** Extract provided **
** START **

So when folk talk about programming and coding, I’m not sure what they mean by it. The way we teach it in computing departments sucks, because it doesn’t represent the sort of use case above: using a line of code at a time, each one a possible timesaver, to do something useful. Each line of code is a self-made tool to do a particular task.
Enterprise software development has different constraints to the above, of course, and more formalised methods for developing and deploying code. But the number of people who could make use of code – doing the sorts of things demonstrated as per the example above – is far larger than than the number of developers we’ll ever need. (If more folk could build their own single line tools, or work through tasks a line of a code at a time, we may not need so many developers?)
So when it comes to talk of developing “digital skills” at scale, I think of the above example as being at the level we should be aspiring to. Scripting, rather then developer coding/programming (h/t @RossMackenzie for being the first to comment back with that mention). Because it’s in the reach of many people, and it allows them to start putting together their own single line code apps from the start, as well as developing more complex recipes, a line of code at a time.
And one of the reasons folk can become productive is because there are lots of helpful packages and examples of cribbable code out there. (Often, just one or two lines of code will fix the problem you can’t solve for yourself.)

** END **

** Material supplied **
** START **

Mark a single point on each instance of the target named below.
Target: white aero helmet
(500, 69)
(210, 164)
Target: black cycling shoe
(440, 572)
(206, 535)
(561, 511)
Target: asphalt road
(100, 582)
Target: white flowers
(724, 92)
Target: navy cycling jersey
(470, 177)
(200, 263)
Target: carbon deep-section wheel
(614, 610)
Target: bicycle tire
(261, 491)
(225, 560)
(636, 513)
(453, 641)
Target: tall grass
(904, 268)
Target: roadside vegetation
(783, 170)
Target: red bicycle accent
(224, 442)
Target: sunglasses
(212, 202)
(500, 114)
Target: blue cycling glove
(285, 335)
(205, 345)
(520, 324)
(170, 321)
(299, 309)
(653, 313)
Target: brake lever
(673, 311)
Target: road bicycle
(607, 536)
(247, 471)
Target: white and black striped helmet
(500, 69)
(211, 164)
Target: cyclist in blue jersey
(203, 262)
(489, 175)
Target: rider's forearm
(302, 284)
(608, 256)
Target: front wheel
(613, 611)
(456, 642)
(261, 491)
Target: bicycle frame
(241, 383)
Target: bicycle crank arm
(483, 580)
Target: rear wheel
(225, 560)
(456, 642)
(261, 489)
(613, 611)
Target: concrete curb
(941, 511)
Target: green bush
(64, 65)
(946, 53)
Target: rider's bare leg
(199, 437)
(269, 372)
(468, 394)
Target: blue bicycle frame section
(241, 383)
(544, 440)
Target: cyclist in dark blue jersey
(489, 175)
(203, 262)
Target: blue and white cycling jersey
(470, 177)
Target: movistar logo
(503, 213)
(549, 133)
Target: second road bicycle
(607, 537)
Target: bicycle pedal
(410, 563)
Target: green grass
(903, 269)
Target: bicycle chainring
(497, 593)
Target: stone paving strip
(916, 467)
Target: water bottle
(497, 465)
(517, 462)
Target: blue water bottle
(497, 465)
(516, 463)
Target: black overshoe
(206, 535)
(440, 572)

** END **

** Work instructions **
• A. In the passage on coding skills, what does the author say each line of code is?
• B. Reproduce word for word everything in the passage on coding skills from "Enterprise software development" down to "so many developers?)".

** Results for each task **
• A. Each line of code is a self-made tool to do a particular task.

• B.
Enterprise software development has different constraints to the above, of course, and more formalised methods for developing and deploying code. But the number of people who could make use of code – doing the sorts of things demonstrated as per the example above – is far larger than than the number of developers we’ll ever need. (If more folk could build their own single line tools, or work through tasks a line of a code at a time, we may not need so many developers?)